_Brief_
Rewrite the passage of the post on uniformitarianism in linguistics that begins with "Areas that are" and stops after "makes it undetectable.", swapping "Papua New Guinea" for "Nepal".

═════ Extract to read

Monday, June 12, 2006

Uniformitarianism in Linguistics

Pursuing my line of investigation into the lineage of Ferdinand de Saussure and the influence of geology on linguistics I have discovered this site which discusses how the concept of uniformitarianism, originally applied solely in the geological sciences, particularly by Charles Lyell, began to find usage in linguistics. In fact, it was Lyell himself who, in Chapter 23 of his book 'The Antiquity of Man' first compared the origin and development of languages and species. Lyell draws a number of conclusions:

A number of languages may have a common ancestor language that is no longer spoken, but which can be identified based on common word roots in the daughter languages.

A dialect becomes a distinct language when speakers of two dialects are no longer able to effectively communicate. He draws an analogy with the test of different species in which they are considered distinct if unable to produce fertile hybrids.

Races change more slowly than languages. Over a period of a thousand years, a language has typically changed to the point where it is no longer comprehensible to the same race that has always spoken it.

Areas that are geographically remote and mountainous can produce many distinct languages. Lyell quotes the seventy languages of the Caucases, but reference could equally be made to the forested mountain valleys of Papua New Guinea.

Lack of evidence for the derivation of living languages from dead ones does not prove that one did not evolve from the other: "to question the theory of all known languages being derivative on the ground that we can rarely trace a passage from the ancient to the modern through all the dialects which must have flourished one after the other in the intermediate ages, implies a want of reflection on the laws which govern the recording as well as the obliterating processes."

Although language seems unchanging, new words are creeping in all the time and changing them. It is thus the slowness of language change which makes it undetectable.

The common vocabulary pool is limited, therefore new words must displace old ones. Terms and dialects struggle against each other for existence. This is the motor for change.

Languages spread over a wide area and spoken by large numbers of people will have longer lifespans. Standardisation may attempt to arrest language development, but popular writers continue to evolve the language (c.f. Irving Welsh).

That silent letters, once useful in the parent speech, have been aptly compared to rudimentary organs in living beings, which have at some former period been more fully developed, having had their proper functions to perform in the organisation of a remote progenitor (this was Darwin's idea).

Isolated languages can cease to develop. Peoples that trade abroad tend to have languages that evolve rapidly, taking in new terms, for example, the isolated, unevolved Icelandic tongue as compared to the evolved Norwegian from which it is derived.

The ability of a language to adapt to new wants is fundamental in its survival. This may be compared to the ability of a certain genetic mix to survive a given environment,

Languages evolve and become more sophisticated. This may be seen as analogous to the evolution of simple organisms into more complex ones.

Lyell's interest was to shed light on what happened to species, and thought to do this by using languages as an analogy. Thinking of language in this way allows us to see it as a living entity. An entity that can have a moment of birth and a moment of death. Mankind is the environment in which the language lives. Languages have to compete inside the human mind. If a language does not serve well, like a dinosaur, it will become extinct. Successful languages thrive on the mutations which allow them to adapt.

══════════
═════ Records shown

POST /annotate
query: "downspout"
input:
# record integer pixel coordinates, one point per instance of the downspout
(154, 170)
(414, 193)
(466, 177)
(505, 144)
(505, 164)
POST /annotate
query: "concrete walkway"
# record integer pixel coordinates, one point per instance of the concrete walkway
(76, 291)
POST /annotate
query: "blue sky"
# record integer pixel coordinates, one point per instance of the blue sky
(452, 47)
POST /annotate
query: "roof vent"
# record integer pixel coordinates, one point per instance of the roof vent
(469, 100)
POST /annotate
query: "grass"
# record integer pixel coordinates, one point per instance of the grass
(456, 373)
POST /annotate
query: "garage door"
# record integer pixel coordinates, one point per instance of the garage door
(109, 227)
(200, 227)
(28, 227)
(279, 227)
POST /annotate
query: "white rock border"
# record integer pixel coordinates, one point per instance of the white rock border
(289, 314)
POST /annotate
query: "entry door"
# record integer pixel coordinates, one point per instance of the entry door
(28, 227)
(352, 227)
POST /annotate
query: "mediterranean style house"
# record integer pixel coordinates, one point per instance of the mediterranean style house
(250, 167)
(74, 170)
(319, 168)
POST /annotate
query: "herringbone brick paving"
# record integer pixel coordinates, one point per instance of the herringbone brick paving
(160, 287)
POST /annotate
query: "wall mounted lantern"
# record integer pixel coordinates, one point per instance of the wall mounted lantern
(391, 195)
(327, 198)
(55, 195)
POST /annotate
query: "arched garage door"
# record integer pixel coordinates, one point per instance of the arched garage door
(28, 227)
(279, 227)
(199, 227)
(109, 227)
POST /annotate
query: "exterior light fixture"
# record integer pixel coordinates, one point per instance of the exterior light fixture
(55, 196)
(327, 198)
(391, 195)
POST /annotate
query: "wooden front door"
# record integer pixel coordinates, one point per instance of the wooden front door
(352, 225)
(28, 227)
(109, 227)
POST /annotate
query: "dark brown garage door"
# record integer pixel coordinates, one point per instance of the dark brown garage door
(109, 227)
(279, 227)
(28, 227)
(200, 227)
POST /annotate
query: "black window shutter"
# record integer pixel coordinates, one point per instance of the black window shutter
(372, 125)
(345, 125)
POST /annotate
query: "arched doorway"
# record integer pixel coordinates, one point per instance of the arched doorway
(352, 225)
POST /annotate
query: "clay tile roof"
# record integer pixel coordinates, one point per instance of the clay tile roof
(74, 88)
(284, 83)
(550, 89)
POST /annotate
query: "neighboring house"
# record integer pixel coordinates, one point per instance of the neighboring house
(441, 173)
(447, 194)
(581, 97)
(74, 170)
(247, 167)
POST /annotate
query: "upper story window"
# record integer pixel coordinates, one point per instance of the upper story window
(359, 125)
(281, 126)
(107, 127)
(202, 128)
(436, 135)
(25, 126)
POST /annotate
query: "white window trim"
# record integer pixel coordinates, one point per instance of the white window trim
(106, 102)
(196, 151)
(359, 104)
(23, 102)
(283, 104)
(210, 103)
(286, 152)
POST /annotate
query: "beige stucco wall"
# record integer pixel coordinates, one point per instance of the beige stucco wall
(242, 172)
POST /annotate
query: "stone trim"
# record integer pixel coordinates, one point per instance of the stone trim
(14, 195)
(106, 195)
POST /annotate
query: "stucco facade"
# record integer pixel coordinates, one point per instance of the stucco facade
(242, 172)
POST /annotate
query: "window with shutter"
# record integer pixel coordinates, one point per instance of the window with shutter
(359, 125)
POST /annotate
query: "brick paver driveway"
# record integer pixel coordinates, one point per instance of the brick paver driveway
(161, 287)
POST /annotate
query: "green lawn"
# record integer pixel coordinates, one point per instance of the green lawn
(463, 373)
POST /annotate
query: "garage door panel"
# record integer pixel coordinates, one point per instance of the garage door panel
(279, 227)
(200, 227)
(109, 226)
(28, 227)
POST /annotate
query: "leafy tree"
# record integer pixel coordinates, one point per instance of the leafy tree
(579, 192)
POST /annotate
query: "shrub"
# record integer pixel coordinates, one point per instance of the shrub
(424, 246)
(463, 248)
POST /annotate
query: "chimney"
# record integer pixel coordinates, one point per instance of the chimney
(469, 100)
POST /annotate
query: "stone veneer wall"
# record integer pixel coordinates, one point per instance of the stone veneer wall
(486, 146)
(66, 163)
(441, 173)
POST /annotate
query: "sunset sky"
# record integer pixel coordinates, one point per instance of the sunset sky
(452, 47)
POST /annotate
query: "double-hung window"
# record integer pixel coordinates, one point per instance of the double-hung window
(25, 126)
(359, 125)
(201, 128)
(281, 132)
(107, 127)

══════════

_Response for this exercise_
Areas that are geographically remote and mountainous can produce many distinct languages. Lyell quotes the seventy languages of the Caucases, but reference could equally be made to the forested mountain valleys of Nepal.

Lack of evidence for the derivation of living languages from dead ones does not prove that one did not evolve from the other: "to question the theory of all known languages being derivative on the ground that we can rarely trace a passage from the ancient to the modern through all the dialects which must have flourished one after the other in the intermediate ages, implies a want of reflection on the laws which govern the recording as well as the obliterating processes."

Although language seems unchanging, new words are creeping in all the time and changing them. It is thus the slowness of language change which makes it undetectable.